=== EJERCICIOS ===
(a) Según el texto sobre los lápices, ¿en qué lugar estaban los pequeños lápices cuando fueron encontrados?
(b) Transcriba literalmente, del texto sobre los lápices, el pasaje que se abre con las palabras "Un día, como" y se cierra con "sobrevivir. Y sobrevivieron.".
(c) Redacte la continuación del texto sobre los lápices a partir de su última oración.

=== TEXTO PROPORCIONADO ===

□ □ □ □

Lápices
Por Daniel Mundo
Comprendería perfectamente que alguien que ve estos restos de lápices alineados como están en la foto pensara que el que hizo esta obra de arte tiene que ser un obsesivo. Tiene algo un poco freaky. Imaginaría cuánto tiempo y dedicación le prestó el maníaco éste para lograr semejante material (salvo que ponga a las hijas a sacar punta durante todo el día cual régimen chino de producción, por qué no). Bueno, ninguna de estas suposiciones es cierta.
Un día, como sin darme cuenta, vaciando y limpiando las latas en las que guardo los lápices y los marcadores, me encontré como sorprendido por una montaña de lapicitos que no recordaba haber visto nunca. Estaban como acurrucados en los fondos de los frascos. ¿Cuándo y cómo llegué a sacarles punta hasta ese grado de efimeridad? No lo recordaba y no lo recuerdo todavía, como si no lo hubiera hecho yo.
Tampoco recuerdo haberlos guardado, como cuando uno pone adentro de un sobre esas cosas que por ahora no quiere tirar. No hubo intención, por lo menos no hubo intención consciente —el inconsciente se volvió una bolsa tan extensa que entra cualquier cosa en él. ¿Qué creo ahora que sucedió? Lo voy a decir: creo que los lápices se fueron juntando entre ellos y armaron una comunidad para sobrevivir. Y sobrevivieron.

□ □ □ □

(Registros de un conjunto de etiquetado de puntos)
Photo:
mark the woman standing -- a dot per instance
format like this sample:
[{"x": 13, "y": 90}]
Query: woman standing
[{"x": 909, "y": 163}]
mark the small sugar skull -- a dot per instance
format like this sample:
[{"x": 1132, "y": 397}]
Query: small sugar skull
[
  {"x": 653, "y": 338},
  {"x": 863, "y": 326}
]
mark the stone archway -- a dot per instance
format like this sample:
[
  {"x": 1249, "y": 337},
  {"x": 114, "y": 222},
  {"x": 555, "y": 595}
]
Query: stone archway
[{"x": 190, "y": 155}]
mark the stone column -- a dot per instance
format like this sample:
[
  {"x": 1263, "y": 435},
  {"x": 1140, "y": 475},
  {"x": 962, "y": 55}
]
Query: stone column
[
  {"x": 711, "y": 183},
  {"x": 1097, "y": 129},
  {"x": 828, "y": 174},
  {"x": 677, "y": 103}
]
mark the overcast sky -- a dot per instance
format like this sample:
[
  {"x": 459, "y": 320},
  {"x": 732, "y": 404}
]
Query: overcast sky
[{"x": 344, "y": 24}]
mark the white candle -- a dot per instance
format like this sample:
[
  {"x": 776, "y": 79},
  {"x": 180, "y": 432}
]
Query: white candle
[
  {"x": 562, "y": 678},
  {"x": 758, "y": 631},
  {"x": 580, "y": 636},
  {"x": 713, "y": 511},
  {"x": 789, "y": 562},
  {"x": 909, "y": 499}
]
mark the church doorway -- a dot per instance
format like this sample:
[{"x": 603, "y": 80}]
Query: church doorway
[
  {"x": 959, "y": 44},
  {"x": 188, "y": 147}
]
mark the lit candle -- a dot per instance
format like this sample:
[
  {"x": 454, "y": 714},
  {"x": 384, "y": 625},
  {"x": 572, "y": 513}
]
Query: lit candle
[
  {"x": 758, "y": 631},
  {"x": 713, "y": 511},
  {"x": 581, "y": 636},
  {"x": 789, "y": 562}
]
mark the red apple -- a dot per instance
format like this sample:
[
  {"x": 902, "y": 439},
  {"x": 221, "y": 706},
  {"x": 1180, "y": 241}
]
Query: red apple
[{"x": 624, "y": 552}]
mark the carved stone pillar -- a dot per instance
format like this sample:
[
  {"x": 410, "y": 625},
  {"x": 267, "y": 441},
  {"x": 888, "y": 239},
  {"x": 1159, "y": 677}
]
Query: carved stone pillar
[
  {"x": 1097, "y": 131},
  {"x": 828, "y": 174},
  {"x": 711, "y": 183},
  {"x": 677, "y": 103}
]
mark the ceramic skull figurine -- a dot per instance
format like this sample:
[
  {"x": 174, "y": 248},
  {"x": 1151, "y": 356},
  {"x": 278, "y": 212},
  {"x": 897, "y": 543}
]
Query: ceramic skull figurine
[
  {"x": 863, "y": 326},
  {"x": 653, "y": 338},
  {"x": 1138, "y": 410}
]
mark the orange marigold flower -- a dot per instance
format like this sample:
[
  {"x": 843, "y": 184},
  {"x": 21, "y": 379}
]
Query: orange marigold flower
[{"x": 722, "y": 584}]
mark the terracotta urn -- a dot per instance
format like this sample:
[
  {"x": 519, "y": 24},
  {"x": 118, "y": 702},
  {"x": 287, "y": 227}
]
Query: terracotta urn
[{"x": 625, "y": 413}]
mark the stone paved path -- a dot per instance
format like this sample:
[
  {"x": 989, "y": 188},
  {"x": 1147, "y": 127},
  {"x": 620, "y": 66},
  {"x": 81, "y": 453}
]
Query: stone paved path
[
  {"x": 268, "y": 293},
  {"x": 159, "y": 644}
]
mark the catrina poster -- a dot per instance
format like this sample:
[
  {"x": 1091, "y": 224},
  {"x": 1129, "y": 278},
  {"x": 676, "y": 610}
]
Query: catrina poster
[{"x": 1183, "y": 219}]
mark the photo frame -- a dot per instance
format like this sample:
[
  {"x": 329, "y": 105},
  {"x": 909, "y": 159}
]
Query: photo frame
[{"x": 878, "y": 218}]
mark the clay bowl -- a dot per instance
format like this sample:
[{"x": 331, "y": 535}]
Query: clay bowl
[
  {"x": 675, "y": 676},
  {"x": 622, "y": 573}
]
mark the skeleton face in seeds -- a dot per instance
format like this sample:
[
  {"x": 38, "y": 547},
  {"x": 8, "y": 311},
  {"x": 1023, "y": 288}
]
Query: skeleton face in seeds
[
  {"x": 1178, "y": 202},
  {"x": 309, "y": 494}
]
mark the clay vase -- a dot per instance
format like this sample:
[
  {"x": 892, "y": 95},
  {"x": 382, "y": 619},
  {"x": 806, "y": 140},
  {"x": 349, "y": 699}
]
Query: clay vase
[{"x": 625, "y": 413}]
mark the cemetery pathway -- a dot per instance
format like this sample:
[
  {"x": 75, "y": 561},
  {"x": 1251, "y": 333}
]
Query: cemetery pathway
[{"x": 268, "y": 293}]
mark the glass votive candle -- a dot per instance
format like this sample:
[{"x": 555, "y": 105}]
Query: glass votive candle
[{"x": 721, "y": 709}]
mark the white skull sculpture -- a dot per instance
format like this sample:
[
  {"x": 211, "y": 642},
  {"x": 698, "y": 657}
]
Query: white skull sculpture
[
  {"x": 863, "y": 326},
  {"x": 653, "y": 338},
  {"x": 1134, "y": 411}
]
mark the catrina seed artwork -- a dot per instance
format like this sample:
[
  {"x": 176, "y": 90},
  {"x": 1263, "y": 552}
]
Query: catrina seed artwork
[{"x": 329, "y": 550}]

□ □ □ □

=== RESPUESTAS ===
(a) En los fondos de los frascos donde se guardan los lápices y los marcadores.

(b)
Un día, como sin darme cuenta, vaciando y limpiando las latas en las que guardo los lápices y los marcadores, me encontré como sorprendido por una montaña de lapicitos que no recordaba haber visto nunca. Estaban como acurrucados en los fondos de los frascos. ¿Cuándo y cómo llegué a sacarles punta hasta ese grado de efimeridad? No lo recordaba y no lo recuerdo todavía, como si no lo hubiera hecho yo.
Tampoco recuerdo haberlos guardado, como cuando uno pone adentro de un sobre esas cosas que por ahora no quiere tirar. No hubo intención, por lo menos no hubo intención consciente —el inconsciente se volvió una bolsa tan extensa que entra cualquier cosa en él. ¿Qué creo ahora que sucedió? Lo voy a decir: creo que los lápices se fueron juntando entre ellos y armaron una comunidad para sobrevivir. Y sobrevivieron.

(c)
Creo otras cosas, además. Sería como si las cosas, a veces, también decidieran dónde quedarse. Si tuvieran autoconsciencia se dirían: ah, acá no estamos tan mal; es verdad que nos sobrexplotan, que nos sacan punta hasta que estamos a punto de desaparecer, pero no nos maltratan, nos cuidan y nos usan, que es para lo que nosotras fuimos fabricadas. Y se quedan. O por lo menos estos lápices se quedaron.
Me salió un párrafo contrarrevolucionario. O tal vez sea ultrarrevolucionario, andá a saber.
No debemos olvidar que nuestra sociedad está en guerra con los lápices. No porque sea una sociedad que no quiera borrar rápido lo que hace, cosa que los lápices nos facilitan tanto, sino porque condenan el uso de los lápices al reino de la infancia, como si sólo ellos, los niños, tuvieran derecho a equivocarse, a borrar y a escribir arriba.
En una reunión de padres de la escuela de mi hija un papá sensato preguntó para qué servía aprender a escribir en cursiva. Segundo grado. La maestra improvisó un chiste: para que cuando sea grande pueda anotar la lista de cosas que hay que comprar en el supermercado. El chiste es inactual. Ningún adulto autónomo con un smarthaphone en el bolsillo va a recurrir a la cursiva ni al lápiz. Los lápices tienen sus días contados. Esto no significa que dejen de producirse, al contrario: su producción se multiplicará. Simplemente dejarán de usarse. Para escribir sobre papel se necesita una gran represión cultural. Ya nadie lo hace.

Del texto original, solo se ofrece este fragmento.